━━ Records supplied ━━
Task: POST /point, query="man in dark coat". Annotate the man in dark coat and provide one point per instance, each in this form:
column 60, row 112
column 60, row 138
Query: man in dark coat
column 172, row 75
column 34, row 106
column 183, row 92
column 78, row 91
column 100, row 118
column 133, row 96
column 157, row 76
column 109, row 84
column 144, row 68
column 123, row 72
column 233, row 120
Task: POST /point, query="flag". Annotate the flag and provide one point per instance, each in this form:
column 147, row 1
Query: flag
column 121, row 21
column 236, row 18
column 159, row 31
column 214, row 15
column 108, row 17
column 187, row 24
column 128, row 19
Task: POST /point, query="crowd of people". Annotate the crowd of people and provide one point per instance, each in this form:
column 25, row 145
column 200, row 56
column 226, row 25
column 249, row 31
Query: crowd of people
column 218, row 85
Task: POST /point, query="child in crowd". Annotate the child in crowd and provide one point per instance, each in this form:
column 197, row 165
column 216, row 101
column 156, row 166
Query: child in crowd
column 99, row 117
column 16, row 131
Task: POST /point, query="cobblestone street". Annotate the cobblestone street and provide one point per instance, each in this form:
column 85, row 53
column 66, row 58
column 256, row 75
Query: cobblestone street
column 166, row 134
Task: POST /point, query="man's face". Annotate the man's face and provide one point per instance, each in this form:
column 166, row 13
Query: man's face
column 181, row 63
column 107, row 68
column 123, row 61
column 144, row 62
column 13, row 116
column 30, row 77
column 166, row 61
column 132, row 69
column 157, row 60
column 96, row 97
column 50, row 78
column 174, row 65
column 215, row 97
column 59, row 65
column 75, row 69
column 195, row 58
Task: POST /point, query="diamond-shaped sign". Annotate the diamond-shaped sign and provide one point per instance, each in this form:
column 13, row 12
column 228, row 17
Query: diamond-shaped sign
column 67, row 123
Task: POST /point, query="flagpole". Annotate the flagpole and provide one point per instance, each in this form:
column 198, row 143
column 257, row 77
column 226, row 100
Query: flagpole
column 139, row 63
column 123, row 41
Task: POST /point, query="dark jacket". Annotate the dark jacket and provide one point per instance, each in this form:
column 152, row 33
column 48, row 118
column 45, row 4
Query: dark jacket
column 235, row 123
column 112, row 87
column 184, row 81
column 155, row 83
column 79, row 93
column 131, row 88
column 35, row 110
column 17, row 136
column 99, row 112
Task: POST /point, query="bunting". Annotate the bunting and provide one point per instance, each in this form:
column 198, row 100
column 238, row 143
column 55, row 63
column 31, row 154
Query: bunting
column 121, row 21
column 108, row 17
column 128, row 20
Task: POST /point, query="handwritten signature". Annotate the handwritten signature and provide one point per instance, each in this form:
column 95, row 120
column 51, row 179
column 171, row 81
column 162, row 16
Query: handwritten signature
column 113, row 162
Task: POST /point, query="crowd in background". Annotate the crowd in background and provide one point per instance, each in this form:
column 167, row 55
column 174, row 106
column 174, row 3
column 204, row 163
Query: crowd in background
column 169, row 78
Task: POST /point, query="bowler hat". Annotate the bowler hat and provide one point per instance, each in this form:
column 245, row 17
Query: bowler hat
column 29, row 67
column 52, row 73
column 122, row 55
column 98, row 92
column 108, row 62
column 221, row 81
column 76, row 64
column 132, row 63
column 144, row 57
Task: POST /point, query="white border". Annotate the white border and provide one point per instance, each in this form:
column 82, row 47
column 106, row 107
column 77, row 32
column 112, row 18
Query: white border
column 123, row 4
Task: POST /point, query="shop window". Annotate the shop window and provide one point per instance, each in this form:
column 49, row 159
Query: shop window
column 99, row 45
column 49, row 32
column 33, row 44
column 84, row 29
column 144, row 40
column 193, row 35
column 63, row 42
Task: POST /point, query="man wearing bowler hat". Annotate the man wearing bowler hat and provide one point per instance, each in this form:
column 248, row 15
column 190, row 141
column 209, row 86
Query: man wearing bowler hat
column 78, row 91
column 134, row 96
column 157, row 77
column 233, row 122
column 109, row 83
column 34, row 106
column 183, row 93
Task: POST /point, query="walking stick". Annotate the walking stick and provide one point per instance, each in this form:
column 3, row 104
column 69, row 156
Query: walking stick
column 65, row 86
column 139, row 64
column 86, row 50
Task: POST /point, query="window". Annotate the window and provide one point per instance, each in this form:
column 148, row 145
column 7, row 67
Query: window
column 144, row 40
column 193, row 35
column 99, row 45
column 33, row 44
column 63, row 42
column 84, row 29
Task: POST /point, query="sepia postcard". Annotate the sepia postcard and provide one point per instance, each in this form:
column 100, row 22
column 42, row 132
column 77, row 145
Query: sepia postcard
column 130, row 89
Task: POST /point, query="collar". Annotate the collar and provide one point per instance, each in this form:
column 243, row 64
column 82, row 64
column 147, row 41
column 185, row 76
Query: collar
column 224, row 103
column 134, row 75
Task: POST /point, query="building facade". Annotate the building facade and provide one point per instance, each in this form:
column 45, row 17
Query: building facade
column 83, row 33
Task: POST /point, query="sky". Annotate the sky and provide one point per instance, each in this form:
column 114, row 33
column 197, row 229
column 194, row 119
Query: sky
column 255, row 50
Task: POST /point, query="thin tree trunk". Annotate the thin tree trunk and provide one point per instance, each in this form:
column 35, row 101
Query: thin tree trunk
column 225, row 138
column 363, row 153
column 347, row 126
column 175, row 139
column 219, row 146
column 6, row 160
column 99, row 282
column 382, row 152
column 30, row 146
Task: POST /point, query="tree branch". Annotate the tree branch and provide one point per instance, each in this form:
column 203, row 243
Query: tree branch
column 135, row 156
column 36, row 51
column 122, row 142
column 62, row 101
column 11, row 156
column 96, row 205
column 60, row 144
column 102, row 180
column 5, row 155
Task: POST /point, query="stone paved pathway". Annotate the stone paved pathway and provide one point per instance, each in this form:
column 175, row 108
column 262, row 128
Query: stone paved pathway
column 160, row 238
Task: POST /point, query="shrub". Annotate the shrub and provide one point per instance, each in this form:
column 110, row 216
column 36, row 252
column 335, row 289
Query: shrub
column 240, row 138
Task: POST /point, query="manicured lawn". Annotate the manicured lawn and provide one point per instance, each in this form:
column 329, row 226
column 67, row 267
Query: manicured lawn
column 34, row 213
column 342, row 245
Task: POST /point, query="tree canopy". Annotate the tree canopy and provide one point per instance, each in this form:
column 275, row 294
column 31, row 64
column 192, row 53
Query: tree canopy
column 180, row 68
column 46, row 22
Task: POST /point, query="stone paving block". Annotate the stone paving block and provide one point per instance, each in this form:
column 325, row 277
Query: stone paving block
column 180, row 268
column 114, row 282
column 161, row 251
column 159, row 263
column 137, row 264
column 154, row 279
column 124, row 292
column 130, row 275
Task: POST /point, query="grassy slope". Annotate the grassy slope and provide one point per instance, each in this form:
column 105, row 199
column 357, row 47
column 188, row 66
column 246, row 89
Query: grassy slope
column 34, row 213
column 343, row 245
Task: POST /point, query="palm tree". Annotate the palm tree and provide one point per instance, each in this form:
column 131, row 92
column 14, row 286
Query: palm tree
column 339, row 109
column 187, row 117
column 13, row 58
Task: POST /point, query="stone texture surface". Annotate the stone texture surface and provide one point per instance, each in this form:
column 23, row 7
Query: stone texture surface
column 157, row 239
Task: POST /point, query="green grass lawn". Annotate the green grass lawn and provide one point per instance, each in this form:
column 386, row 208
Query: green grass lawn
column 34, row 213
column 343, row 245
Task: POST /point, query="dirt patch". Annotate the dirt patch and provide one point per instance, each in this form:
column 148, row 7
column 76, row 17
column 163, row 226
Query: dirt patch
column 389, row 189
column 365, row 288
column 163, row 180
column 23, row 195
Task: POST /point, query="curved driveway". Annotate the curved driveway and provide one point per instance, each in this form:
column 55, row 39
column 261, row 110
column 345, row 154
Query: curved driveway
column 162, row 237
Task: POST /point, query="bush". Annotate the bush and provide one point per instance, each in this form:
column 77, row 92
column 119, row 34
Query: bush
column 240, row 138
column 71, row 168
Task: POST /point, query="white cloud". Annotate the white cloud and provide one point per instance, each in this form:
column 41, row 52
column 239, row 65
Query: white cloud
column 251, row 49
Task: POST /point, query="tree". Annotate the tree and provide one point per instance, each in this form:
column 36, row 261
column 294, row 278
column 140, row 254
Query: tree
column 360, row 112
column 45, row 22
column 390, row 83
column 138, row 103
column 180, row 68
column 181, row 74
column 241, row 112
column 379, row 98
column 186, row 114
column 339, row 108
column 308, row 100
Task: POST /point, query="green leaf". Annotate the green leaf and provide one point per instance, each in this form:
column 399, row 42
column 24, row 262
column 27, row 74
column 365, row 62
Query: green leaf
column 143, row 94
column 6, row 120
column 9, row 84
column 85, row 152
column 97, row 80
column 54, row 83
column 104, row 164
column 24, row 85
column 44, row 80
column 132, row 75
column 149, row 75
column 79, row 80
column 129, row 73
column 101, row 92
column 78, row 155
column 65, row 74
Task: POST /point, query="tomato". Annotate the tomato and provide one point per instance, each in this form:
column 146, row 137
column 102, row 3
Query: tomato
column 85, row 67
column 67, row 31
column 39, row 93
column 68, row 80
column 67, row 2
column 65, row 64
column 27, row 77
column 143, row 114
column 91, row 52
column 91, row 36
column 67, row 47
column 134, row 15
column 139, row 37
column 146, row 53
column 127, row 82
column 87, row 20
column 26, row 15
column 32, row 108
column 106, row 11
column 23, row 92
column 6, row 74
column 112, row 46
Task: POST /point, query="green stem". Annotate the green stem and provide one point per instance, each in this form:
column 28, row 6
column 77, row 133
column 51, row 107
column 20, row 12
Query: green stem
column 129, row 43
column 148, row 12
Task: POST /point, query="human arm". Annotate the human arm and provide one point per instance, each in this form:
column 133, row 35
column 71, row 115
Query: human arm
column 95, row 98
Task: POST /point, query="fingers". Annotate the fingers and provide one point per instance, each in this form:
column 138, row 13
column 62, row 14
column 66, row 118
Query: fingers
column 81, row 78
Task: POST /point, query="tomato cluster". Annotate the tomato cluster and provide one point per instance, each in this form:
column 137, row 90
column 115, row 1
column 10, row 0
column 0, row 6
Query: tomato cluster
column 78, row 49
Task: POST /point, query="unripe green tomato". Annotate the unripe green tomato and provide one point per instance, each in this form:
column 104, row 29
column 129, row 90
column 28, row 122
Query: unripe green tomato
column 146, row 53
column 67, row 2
━━━
**Goal of the exercise:**
The response must hold only the lines above from the line with "Query: handwritten signature" through the line with "column 42, row 132", each copied exactly, both ends kept.

**Expected output:**
Query: handwritten signature
column 113, row 162
Task: POST /point, query="crowd in background". Annotate the crowd in background and provide one point per instance, each in this form:
column 167, row 55
column 174, row 106
column 174, row 3
column 204, row 163
Query: crowd in background
column 169, row 78
Task: POST /point, query="bowler hat". Annotate the bowler hat and provide one point per instance, each in this form:
column 245, row 17
Query: bowler hat
column 29, row 67
column 52, row 73
column 122, row 55
column 98, row 92
column 108, row 62
column 221, row 81
column 76, row 64
column 132, row 63
column 144, row 57
Task: POST /point, query="white border". Annotate the white border and provide one point per instance, each in this form:
column 82, row 47
column 106, row 107
column 77, row 32
column 112, row 18
Query: white border
column 123, row 4
Task: POST /point, query="shop window". Annotate the shop window and provide one point per instance, each in this form:
column 49, row 159
Query: shop window
column 99, row 45
column 49, row 32
column 33, row 44
column 84, row 29
column 144, row 40
column 193, row 35
column 63, row 42
Task: POST /point, query="man wearing bowler hat". Annotate the man wearing bowler hat and provide one point per instance, each in this form:
column 248, row 15
column 190, row 141
column 209, row 86
Query: man wearing bowler hat
column 78, row 91
column 134, row 96
column 157, row 77
column 233, row 122
column 109, row 83
column 34, row 106
column 183, row 93
Task: POST /point, query="walking stick". Annotate the walking stick and provide one point per instance, each in this form:
column 3, row 104
column 69, row 156
Query: walking stick
column 65, row 86
column 139, row 64
column 86, row 50
Task: POST /point, query="window". Annotate the window and provide one point per instance, each in this form:
column 148, row 145
column 7, row 67
Query: window
column 144, row 40
column 193, row 35
column 99, row 45
column 33, row 44
column 63, row 42
column 84, row 29
Task: POST /point, query="sepia postcard". Annotate the sepia postcard and provide one point per instance, each in this form:
column 100, row 22
column 42, row 132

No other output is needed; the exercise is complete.